* _SOURCE EXTRACT_:

PAINFUL!!!! As much as I love my child it was O so painful. I had been in
labor from the end of my fifth month until the day I actually had my son. I had
been threatening a miscarriage for several months and the ‘day’ I actually was
in labor I wasn’t in any pain until I left from a routine doctor’s visit and
she told me I was “4 centimeters dilated and needed to go ahead and meet her at
the hospital.” I got to the hospital at 4:00 and had my son at 1:30 in the
morning! The labor itself I was told and I believe I handled it well, I
remember getting in the Jacuzzi and told them “to get me out or I will pull it
out of the floor!” After all of that…it was all forgotten when they put my son
on my chest! The memory is priceless. No training or education can prepare you
for labor in my opinion.
As I searched what other women did in other countries I came
across an article that talked about how Nepalese women, for instance, are
sometimes pressured to push the baby out before their bodies are ready. Hmong women
must give birth alone, without expressing any pain or discomfort, as do women
in Nigeria; one in 18 die during the process. Tibetan women often give birth in
animal pens. In Bangladeshi women give birth in a hospital, they're often
berated by the staff and prevented from reciting religious verses that they
traditionally use as a source of comfort pain management. Women in Uganda and
Bangladesh are looked down upon for expressing the pain of childbirth, which
usually happens at home. Korean women are discouraged from getting pain
medication but often have episiotomies forced on them.

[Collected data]
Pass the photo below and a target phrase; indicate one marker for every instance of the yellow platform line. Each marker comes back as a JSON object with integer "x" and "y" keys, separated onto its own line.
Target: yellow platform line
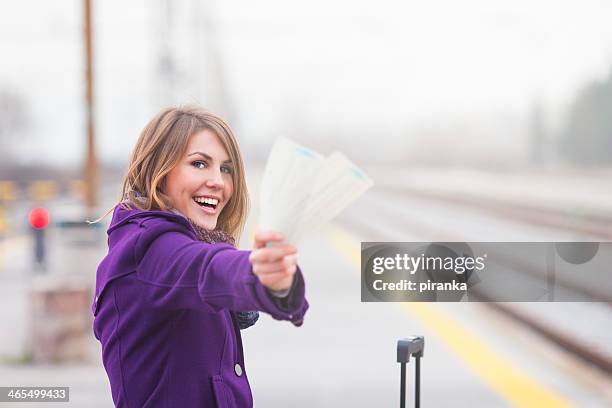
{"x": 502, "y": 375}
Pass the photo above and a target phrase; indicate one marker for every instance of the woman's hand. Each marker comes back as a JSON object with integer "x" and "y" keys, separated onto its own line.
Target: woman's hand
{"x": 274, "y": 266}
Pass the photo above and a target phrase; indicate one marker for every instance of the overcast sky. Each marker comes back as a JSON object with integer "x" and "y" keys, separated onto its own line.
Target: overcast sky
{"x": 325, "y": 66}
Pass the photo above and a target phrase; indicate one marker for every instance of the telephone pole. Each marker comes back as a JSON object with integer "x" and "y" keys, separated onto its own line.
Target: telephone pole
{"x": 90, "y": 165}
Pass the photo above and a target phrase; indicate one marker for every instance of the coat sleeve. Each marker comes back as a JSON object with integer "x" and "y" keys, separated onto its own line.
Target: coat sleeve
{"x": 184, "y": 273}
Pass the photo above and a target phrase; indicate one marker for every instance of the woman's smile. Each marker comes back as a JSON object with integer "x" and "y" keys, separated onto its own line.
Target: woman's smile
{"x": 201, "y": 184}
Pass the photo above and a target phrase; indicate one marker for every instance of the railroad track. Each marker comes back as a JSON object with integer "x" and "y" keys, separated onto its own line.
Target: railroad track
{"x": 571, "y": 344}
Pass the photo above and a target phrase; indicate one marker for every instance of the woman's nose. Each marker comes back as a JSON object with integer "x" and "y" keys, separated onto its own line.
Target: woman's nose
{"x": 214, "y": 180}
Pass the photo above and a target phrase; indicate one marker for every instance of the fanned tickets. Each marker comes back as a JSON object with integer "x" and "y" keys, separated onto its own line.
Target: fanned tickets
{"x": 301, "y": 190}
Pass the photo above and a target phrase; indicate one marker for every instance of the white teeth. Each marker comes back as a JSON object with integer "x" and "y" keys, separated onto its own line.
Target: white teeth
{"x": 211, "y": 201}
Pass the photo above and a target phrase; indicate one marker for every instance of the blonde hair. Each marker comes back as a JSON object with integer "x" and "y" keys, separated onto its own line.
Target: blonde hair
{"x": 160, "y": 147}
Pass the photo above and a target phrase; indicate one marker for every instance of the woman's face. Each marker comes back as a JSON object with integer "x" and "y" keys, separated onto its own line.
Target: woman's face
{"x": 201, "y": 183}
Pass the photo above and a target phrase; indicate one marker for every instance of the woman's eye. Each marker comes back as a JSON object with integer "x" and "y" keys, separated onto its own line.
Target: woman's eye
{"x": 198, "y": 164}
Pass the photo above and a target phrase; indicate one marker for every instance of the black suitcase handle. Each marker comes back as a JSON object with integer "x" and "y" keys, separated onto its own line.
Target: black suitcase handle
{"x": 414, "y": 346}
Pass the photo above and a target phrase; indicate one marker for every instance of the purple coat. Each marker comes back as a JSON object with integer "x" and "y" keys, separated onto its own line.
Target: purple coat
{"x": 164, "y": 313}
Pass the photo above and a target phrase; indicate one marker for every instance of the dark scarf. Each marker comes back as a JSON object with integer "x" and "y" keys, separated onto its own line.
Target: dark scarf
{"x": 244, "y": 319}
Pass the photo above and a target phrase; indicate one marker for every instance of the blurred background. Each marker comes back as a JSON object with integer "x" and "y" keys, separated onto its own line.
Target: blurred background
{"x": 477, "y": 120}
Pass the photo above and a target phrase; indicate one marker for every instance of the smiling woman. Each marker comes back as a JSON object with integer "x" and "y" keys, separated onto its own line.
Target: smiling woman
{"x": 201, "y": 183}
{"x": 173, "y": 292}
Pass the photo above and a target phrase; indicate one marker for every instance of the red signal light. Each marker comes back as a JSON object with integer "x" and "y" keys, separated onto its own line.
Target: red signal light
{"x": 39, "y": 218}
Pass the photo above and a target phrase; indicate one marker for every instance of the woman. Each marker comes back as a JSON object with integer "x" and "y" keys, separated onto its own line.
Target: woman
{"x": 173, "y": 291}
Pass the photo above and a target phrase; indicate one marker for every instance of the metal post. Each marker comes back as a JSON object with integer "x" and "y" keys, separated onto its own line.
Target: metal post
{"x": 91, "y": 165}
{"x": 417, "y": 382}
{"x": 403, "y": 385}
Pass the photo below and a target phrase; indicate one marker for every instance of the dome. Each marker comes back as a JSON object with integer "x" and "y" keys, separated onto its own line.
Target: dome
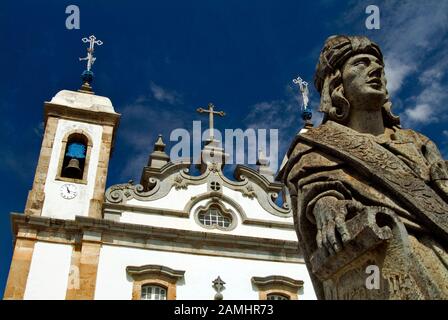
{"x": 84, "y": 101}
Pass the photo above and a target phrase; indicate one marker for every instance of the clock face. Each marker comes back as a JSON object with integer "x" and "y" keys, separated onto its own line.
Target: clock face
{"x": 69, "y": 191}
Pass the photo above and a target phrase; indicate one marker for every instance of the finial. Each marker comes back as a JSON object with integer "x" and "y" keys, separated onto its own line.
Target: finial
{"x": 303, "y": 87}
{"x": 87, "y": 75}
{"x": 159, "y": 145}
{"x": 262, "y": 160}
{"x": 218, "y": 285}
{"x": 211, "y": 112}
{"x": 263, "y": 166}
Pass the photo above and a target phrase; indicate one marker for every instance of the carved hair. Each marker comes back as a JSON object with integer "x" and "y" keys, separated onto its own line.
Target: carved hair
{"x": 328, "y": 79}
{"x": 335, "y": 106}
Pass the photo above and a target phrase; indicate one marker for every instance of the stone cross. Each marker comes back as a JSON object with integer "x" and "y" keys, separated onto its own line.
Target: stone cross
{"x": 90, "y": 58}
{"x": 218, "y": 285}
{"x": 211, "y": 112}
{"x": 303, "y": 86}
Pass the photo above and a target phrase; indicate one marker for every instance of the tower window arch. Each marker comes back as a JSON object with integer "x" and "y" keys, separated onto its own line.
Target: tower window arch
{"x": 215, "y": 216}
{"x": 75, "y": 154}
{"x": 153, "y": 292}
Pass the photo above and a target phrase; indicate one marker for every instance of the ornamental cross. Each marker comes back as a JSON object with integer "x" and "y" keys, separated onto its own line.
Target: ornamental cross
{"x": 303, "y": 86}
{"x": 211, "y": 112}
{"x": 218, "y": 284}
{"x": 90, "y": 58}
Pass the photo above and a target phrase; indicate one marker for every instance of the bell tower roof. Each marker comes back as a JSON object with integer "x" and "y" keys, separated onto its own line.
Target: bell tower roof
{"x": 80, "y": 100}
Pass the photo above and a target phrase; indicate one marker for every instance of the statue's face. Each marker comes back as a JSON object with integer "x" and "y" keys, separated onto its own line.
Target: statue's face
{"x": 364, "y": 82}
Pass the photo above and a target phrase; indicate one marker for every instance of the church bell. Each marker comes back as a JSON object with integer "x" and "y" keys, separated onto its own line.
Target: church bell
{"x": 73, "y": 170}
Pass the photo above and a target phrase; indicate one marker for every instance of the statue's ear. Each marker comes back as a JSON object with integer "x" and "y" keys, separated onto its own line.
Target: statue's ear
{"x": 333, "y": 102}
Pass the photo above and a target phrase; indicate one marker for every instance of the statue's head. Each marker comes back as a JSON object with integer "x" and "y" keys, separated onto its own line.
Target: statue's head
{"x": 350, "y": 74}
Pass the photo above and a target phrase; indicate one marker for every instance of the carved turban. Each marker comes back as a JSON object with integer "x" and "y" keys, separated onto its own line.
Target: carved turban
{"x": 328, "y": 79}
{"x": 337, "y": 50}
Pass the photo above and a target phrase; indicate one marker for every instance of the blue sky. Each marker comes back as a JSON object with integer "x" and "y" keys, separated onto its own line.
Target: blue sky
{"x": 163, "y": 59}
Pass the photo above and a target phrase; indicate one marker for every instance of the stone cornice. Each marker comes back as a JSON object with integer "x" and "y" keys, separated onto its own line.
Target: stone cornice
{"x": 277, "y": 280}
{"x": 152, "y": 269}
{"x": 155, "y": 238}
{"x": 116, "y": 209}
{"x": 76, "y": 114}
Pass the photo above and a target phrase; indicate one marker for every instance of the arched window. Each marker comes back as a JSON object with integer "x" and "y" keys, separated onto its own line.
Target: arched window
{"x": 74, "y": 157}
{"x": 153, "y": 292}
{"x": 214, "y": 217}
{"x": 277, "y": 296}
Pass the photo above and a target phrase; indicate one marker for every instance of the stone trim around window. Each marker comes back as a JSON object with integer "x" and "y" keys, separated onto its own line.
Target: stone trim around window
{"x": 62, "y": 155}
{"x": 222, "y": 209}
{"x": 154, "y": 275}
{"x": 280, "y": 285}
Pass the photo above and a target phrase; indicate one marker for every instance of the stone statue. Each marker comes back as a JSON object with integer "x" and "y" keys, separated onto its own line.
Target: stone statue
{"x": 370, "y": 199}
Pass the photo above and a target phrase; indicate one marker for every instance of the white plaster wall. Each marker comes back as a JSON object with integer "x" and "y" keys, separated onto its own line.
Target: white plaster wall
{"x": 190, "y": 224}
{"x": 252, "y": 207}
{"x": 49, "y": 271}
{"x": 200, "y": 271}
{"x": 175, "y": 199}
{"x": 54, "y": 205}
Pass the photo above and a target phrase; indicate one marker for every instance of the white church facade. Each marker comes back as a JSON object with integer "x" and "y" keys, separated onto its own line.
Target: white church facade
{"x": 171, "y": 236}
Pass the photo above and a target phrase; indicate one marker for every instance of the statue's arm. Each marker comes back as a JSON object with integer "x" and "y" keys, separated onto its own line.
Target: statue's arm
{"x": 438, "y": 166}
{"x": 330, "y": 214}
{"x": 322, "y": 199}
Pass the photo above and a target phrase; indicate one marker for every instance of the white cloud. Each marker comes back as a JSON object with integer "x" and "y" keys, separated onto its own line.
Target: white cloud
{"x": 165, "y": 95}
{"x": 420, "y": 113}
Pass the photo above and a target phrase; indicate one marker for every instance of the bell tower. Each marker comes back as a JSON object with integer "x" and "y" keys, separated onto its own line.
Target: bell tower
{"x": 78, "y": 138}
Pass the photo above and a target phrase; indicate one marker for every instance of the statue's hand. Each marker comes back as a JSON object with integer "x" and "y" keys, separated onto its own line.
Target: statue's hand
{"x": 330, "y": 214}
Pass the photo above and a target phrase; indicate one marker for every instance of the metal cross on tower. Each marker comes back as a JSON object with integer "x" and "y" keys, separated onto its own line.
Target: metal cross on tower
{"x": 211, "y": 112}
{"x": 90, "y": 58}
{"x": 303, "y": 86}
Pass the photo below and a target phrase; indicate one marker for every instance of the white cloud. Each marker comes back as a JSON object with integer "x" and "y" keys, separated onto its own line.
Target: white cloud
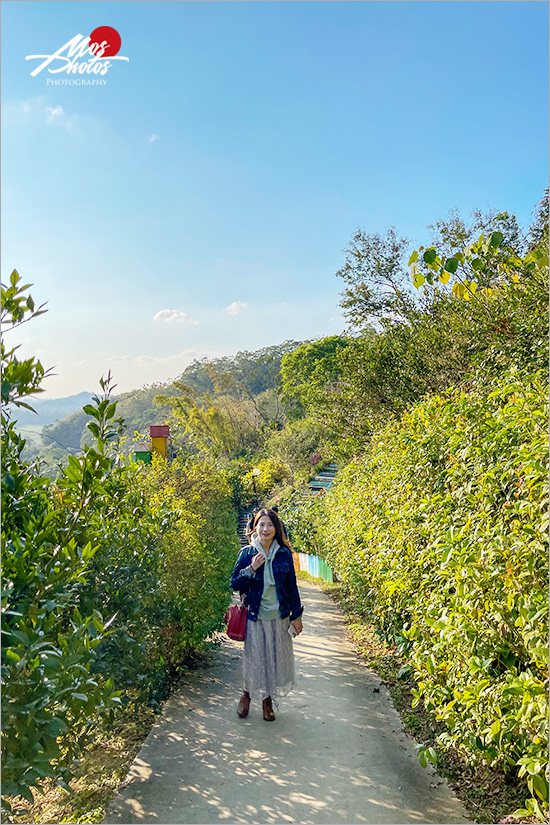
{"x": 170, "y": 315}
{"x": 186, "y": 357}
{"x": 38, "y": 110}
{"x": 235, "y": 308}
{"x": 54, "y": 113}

* _ABOUT THIS EXERCISE_:
Render this sentence from the childbirth account into Spanish: "Tibetan women often give birth in animal pens." Rely only on the childbirth account itself.

* _EXPECTED ANSWER_:
Las mujeres tibetanas a menudo dan a luz en corrales de animales.